BEGIN DATA LISTING
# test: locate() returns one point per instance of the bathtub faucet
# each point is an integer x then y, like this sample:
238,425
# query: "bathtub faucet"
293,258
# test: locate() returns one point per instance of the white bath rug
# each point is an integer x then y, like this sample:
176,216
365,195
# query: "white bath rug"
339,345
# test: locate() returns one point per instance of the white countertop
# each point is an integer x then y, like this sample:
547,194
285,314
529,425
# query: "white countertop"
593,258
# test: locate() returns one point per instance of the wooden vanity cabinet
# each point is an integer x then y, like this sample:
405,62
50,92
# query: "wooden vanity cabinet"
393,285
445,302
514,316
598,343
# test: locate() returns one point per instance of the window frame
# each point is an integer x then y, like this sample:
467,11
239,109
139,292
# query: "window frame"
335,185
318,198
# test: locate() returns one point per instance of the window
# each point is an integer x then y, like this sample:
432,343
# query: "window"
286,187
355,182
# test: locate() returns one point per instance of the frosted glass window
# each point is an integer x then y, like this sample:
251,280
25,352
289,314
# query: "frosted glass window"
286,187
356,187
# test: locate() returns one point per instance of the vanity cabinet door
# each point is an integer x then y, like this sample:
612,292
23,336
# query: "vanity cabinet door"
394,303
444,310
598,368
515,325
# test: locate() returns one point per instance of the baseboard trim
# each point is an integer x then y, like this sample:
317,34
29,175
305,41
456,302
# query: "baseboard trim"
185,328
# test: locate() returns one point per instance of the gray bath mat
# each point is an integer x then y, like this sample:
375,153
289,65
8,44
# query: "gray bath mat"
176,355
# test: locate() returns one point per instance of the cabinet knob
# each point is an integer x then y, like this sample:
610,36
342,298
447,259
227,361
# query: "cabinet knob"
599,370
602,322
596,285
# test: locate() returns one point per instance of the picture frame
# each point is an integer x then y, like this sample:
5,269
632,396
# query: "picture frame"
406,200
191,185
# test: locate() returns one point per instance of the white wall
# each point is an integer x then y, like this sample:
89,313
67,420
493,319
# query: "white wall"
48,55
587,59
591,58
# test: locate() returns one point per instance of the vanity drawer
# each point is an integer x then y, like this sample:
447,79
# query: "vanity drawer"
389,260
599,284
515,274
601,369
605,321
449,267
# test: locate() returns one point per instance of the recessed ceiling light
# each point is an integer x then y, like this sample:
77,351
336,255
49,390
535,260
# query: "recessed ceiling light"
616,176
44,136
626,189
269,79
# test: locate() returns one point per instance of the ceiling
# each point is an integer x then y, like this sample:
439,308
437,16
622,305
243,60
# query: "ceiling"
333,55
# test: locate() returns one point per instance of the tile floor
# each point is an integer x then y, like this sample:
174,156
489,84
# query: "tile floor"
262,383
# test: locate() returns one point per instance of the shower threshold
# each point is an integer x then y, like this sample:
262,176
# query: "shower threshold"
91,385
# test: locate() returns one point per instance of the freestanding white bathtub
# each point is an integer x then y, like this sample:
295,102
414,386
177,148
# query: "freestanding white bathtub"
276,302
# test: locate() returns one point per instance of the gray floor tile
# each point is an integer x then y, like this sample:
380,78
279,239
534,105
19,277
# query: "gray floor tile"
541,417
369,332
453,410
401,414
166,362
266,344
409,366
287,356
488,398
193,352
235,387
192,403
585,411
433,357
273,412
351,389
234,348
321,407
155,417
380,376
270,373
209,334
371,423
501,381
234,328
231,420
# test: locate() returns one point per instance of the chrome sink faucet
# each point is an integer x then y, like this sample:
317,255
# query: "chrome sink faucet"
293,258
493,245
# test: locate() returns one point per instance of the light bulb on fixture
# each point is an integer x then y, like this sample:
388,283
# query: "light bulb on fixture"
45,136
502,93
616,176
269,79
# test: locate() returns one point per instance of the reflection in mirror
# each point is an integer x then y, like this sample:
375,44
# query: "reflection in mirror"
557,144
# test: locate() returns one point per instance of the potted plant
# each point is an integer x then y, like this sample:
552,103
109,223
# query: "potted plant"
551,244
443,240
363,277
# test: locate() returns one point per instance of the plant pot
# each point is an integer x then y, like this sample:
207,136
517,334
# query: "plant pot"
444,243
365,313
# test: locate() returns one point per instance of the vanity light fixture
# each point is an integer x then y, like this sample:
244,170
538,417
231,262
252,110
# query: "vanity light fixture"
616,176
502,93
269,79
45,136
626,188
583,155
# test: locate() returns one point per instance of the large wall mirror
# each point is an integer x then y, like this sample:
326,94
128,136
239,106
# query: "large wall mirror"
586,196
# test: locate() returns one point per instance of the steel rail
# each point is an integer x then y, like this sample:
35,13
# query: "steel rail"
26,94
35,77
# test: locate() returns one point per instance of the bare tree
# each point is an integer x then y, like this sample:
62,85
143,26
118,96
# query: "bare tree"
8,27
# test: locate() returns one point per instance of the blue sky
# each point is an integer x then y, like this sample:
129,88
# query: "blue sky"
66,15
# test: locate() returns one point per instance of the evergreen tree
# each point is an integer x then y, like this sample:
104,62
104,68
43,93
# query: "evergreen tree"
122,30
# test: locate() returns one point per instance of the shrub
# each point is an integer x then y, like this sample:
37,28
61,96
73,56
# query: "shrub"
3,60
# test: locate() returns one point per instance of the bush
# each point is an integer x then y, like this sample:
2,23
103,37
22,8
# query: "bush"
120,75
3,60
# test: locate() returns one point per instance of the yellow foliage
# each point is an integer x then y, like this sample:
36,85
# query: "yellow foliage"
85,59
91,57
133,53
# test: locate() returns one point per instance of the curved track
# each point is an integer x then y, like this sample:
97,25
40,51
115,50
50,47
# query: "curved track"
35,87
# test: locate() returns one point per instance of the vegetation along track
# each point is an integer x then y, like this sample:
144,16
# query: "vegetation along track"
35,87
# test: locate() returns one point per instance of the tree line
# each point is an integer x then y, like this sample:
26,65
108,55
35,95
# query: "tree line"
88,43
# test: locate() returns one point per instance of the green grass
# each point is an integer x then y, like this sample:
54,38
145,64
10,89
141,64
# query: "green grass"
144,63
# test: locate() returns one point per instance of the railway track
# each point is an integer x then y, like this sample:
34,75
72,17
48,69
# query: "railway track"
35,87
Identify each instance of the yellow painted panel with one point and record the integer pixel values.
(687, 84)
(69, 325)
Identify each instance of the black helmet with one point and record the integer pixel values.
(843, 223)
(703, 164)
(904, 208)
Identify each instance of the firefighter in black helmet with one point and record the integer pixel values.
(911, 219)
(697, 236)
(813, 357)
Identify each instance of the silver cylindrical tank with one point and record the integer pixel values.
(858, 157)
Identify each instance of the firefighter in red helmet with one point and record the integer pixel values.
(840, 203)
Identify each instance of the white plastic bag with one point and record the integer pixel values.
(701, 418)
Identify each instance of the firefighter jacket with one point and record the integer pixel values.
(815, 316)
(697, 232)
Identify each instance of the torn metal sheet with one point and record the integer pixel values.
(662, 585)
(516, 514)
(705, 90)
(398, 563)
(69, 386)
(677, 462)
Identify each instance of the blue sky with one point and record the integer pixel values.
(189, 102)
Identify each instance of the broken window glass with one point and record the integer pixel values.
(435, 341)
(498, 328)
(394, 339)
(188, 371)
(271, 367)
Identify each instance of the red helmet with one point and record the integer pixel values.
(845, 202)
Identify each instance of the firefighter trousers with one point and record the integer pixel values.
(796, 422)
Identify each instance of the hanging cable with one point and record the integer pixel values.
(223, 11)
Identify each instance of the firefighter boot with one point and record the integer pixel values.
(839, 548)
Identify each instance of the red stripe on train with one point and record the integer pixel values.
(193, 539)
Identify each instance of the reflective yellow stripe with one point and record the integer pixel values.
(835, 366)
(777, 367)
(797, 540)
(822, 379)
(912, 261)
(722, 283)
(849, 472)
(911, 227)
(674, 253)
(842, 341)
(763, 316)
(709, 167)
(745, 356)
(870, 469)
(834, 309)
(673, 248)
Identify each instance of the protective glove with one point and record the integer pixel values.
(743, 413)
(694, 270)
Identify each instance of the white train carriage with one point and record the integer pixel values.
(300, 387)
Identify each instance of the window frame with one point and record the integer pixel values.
END DATA LISTING
• WORK REQUIRED:
What are the lines from the one with "Identify each instance of the firefighter jacket" through the end of the records above? Set them down exactly, both ends included, and nothing else.

• EXERCISE ANSWER:
Identify each instance of the firefighter jacket with one point and record the integer pixel values.
(815, 316)
(697, 232)
Identify each instance of the torn metal sheet with one point and record the integer pixel values.
(662, 585)
(516, 514)
(705, 90)
(398, 563)
(69, 386)
(677, 462)
Identify each instance of the blue sky with one point and record the integer pixel values.
(189, 102)
Identify each instance of the broken window glass with one point and record the integer pixel values.
(435, 341)
(498, 328)
(394, 339)
(188, 371)
(271, 367)
Identify each instance of the red helmet with one point and record the integer pixel values.
(845, 202)
Identify each instance of the firefighter trousers with one point and record the integer pixel values.
(796, 422)
Identify each instance of the hanging cable with one point and record the integer pixel values.
(223, 11)
Identify each instance of the firefighter boot with one point and record the integer pixel values.
(839, 548)
Identify each instance of the red stripe on train with one point and record the integer pixel values.
(193, 539)
Identify each instance of the reflective yellow stripe with one point and record the integer pixel values.
(835, 366)
(777, 367)
(797, 540)
(822, 379)
(912, 261)
(722, 283)
(849, 472)
(911, 227)
(674, 253)
(842, 341)
(763, 316)
(709, 167)
(745, 356)
(870, 469)
(834, 309)
(673, 248)
Identify each instance of the protective glove with one point and record the integer pixel values.
(743, 413)
(694, 270)
Identify each instance of the white train carriage with one point and record the integer pixel values.
(300, 387)
Identify each instance of the window frame with one point and record the integer pixel values.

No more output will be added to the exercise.